** Begin Provided records **
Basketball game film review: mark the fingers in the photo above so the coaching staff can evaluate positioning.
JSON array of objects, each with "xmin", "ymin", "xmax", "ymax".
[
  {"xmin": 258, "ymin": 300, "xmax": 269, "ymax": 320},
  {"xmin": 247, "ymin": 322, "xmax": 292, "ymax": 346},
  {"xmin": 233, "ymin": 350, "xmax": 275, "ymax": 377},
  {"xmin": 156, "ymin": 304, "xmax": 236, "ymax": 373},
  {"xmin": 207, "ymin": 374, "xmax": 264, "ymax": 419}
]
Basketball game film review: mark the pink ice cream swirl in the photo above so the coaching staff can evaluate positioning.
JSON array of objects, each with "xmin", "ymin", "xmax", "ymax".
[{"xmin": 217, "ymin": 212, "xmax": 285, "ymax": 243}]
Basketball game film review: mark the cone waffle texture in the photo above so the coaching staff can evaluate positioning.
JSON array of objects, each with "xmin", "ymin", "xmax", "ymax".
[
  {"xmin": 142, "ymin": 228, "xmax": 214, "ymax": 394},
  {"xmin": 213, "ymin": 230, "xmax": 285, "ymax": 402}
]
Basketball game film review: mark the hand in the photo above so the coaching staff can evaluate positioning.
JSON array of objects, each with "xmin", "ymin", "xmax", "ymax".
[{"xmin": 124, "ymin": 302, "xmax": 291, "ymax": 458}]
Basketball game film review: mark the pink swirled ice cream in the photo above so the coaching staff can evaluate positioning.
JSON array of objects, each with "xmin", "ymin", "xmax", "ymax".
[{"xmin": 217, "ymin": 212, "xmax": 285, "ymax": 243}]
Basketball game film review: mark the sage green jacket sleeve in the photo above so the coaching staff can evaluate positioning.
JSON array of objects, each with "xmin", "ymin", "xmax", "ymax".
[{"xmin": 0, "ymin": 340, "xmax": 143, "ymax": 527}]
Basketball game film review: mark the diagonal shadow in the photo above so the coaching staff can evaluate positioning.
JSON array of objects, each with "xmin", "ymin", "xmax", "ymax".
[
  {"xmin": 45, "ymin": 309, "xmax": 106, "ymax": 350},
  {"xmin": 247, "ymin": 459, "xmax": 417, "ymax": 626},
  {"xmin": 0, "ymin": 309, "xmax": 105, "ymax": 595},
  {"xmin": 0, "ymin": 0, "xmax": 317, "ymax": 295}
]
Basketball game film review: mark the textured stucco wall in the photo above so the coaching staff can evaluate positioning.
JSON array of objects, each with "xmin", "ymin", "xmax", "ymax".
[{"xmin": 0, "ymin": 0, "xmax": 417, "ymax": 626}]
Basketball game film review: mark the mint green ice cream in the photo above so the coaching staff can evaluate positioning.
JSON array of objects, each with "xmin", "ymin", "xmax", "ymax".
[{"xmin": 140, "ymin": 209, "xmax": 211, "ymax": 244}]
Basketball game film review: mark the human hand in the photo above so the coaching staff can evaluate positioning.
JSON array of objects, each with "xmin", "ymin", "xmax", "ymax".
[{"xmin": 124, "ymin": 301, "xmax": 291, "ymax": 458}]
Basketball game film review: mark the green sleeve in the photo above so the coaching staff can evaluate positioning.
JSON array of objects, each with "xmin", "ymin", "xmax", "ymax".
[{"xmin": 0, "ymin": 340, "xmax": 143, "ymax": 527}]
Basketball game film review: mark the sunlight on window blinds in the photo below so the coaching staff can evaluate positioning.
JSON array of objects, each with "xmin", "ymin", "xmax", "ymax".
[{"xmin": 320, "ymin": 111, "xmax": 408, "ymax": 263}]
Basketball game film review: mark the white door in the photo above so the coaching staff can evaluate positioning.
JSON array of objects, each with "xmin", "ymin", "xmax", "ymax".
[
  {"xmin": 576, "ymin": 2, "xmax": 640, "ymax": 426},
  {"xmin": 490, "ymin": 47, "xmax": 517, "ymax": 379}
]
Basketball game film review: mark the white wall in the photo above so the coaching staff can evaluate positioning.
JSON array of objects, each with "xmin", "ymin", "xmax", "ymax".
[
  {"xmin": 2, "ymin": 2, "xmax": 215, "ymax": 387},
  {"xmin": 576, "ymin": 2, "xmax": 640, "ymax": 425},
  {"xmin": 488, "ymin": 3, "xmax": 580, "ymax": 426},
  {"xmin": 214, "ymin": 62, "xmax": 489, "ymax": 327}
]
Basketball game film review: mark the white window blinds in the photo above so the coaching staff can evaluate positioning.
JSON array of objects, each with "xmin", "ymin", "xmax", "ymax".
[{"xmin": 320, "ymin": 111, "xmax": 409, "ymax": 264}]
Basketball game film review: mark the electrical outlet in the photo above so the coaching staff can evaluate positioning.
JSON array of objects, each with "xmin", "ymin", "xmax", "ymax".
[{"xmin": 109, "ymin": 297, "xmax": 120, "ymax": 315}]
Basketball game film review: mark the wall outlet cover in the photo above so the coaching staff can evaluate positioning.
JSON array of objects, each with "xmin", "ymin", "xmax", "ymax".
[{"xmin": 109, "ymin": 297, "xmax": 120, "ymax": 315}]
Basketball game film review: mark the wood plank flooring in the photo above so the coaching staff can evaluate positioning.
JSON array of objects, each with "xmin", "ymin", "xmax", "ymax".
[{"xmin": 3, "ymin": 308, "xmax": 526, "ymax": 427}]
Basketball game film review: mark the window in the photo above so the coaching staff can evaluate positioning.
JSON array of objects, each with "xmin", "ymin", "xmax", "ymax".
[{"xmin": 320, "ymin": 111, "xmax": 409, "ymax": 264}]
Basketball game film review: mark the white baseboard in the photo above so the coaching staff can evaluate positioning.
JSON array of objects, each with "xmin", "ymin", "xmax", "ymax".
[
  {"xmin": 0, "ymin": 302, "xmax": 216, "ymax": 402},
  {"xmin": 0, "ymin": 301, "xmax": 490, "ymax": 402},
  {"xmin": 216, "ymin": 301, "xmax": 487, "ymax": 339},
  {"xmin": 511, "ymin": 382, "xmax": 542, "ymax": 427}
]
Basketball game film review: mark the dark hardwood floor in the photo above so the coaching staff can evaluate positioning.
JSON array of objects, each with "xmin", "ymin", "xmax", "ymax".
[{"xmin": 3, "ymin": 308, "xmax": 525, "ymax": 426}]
** End Provided records **
> [Written problem]: Please reproduce all of the data above word for word, with nothing added or left out.

> [Solved problem]:
Basketball game film review: mark the fingers in the photo above so the coaching staff can evaluate positioning.
JSON array of objects, each with "xmin", "ymin", "xmax", "ymax".
[
  {"xmin": 258, "ymin": 300, "xmax": 269, "ymax": 320},
  {"xmin": 247, "ymin": 322, "xmax": 292, "ymax": 346},
  {"xmin": 233, "ymin": 350, "xmax": 275, "ymax": 377},
  {"xmin": 156, "ymin": 304, "xmax": 236, "ymax": 373},
  {"xmin": 207, "ymin": 374, "xmax": 264, "ymax": 419}
]
Basketball game film review: mark the pink ice cream swirl in the photo above so the coaching staff can evaluate positioning.
JSON array of objects, each with "xmin", "ymin", "xmax", "ymax".
[{"xmin": 217, "ymin": 212, "xmax": 285, "ymax": 243}]
Basketball game film review: mark the cone waffle texture in the photo above so the coaching staff can evaluate positioning.
JSON array of objects, each with "xmin", "ymin", "xmax", "ymax".
[
  {"xmin": 142, "ymin": 228, "xmax": 214, "ymax": 394},
  {"xmin": 213, "ymin": 230, "xmax": 285, "ymax": 402}
]
Basketball game film review: mark the hand in the photo above so the coaching staff can evaluate positioning.
JSON array of objects, each with "xmin", "ymin", "xmax", "ymax".
[{"xmin": 124, "ymin": 302, "xmax": 291, "ymax": 458}]
Basketball game film review: mark the pink swirled ice cream in the photo above so the coaching staff can evaluate positioning.
JSON array of objects, each with "xmin", "ymin", "xmax", "ymax".
[{"xmin": 217, "ymin": 212, "xmax": 285, "ymax": 243}]
Basketball game film review: mark the sage green jacket sleeve in the photo above so the coaching staff can evaluate positioning.
JSON array of objects, each with "xmin", "ymin", "xmax", "ymax".
[{"xmin": 0, "ymin": 340, "xmax": 143, "ymax": 527}]
Basketball game film review: mark the diagonal shadow in the photo above so the coaching staff can evaluate positioning.
JSON array of objects, each with "xmin", "ymin", "xmax", "ymax".
[
  {"xmin": 45, "ymin": 309, "xmax": 106, "ymax": 350},
  {"xmin": 247, "ymin": 459, "xmax": 417, "ymax": 626},
  {"xmin": 0, "ymin": 309, "xmax": 105, "ymax": 595},
  {"xmin": 0, "ymin": 0, "xmax": 317, "ymax": 295}
]
Basketball game film review: mark the textured stucco wall in the photo above so the coaching staff can evaluate positioning.
JSON array of objects, each with "xmin", "ymin", "xmax", "ymax".
[{"xmin": 0, "ymin": 0, "xmax": 417, "ymax": 626}]
Basketball game film review: mark the mint green ice cream in the photo above so the coaching staff can evaluate positioning.
JSON array of objects, each with "xmin", "ymin", "xmax", "ymax".
[{"xmin": 140, "ymin": 209, "xmax": 211, "ymax": 244}]
Basketball game film review: mark the human hand in the photo above so the coaching staff can evaluate positioning.
JSON array of objects, each with "xmin", "ymin", "xmax", "ymax".
[{"xmin": 124, "ymin": 301, "xmax": 291, "ymax": 458}]
Basketball game film review: mark the green sleeve in the photo above so the coaching staff can evaluate positioning.
JSON array of objects, each with "xmin", "ymin", "xmax", "ymax".
[{"xmin": 0, "ymin": 340, "xmax": 143, "ymax": 527}]
Basketball game film review: mark the sunlight on window blinds in the photo below so the coaching staff can evaluate positioning.
JSON array of objects, each with "xmin", "ymin", "xmax", "ymax".
[{"xmin": 320, "ymin": 111, "xmax": 408, "ymax": 263}]
Basketball game film review: mark the white door in the photo above so the coaching staff can evaluate positioning.
JSON array of objects, each with "xmin", "ymin", "xmax", "ymax".
[
  {"xmin": 576, "ymin": 2, "xmax": 640, "ymax": 426},
  {"xmin": 490, "ymin": 47, "xmax": 517, "ymax": 379}
]
Basketball game film review: mark the white wall in the photo above so the coaching staff can evaluate positioning.
JSON array of objects, each with "xmin", "ymin", "xmax", "ymax".
[
  {"xmin": 2, "ymin": 2, "xmax": 215, "ymax": 387},
  {"xmin": 576, "ymin": 2, "xmax": 640, "ymax": 425},
  {"xmin": 488, "ymin": 3, "xmax": 580, "ymax": 426},
  {"xmin": 214, "ymin": 62, "xmax": 489, "ymax": 327}
]
Basketball game film review: mark the white window blinds in the photo above so the coaching staff can evaluate positioning.
JSON array of objects, each with "xmin", "ymin", "xmax", "ymax".
[{"xmin": 320, "ymin": 111, "xmax": 409, "ymax": 264}]
Basketball game film review: mark the electrical outlet in the photo above so the coaching staff can evaluate positioning.
JSON array of objects, each with "xmin", "ymin", "xmax", "ymax".
[{"xmin": 109, "ymin": 297, "xmax": 120, "ymax": 315}]
Basketball game film review: mark the wall outlet cover in the photo above so the coaching staff can evaluate positioning.
JSON array of objects, each with "xmin", "ymin", "xmax", "ymax".
[{"xmin": 109, "ymin": 297, "xmax": 120, "ymax": 315}]
Basketball game film review: mark the wood plank flooring in the photo above so the coaching staff can evaluate positioning.
JSON array of objects, each with "xmin", "ymin", "xmax", "ymax".
[{"xmin": 3, "ymin": 308, "xmax": 526, "ymax": 427}]
Basketball game film review: mark the window in the photo above so the coaching staff can evaluate positioning.
JSON array of objects, each with "xmin", "ymin", "xmax", "ymax".
[{"xmin": 320, "ymin": 111, "xmax": 409, "ymax": 264}]
Basketball game film review: mark the white baseboard in the photo above so the coaching staff can evaluate positioning.
JSON array of objects, each with "xmin", "ymin", "xmax", "ymax".
[
  {"xmin": 0, "ymin": 302, "xmax": 216, "ymax": 402},
  {"xmin": 0, "ymin": 301, "xmax": 490, "ymax": 402},
  {"xmin": 216, "ymin": 301, "xmax": 487, "ymax": 339},
  {"xmin": 511, "ymin": 382, "xmax": 542, "ymax": 427}
]
Basketball game film review: mark the dark hardwood floor in the photo above so the coaching staff can evaluate positioning.
JSON array of objects, each with "xmin", "ymin", "xmax", "ymax".
[{"xmin": 3, "ymin": 308, "xmax": 525, "ymax": 426}]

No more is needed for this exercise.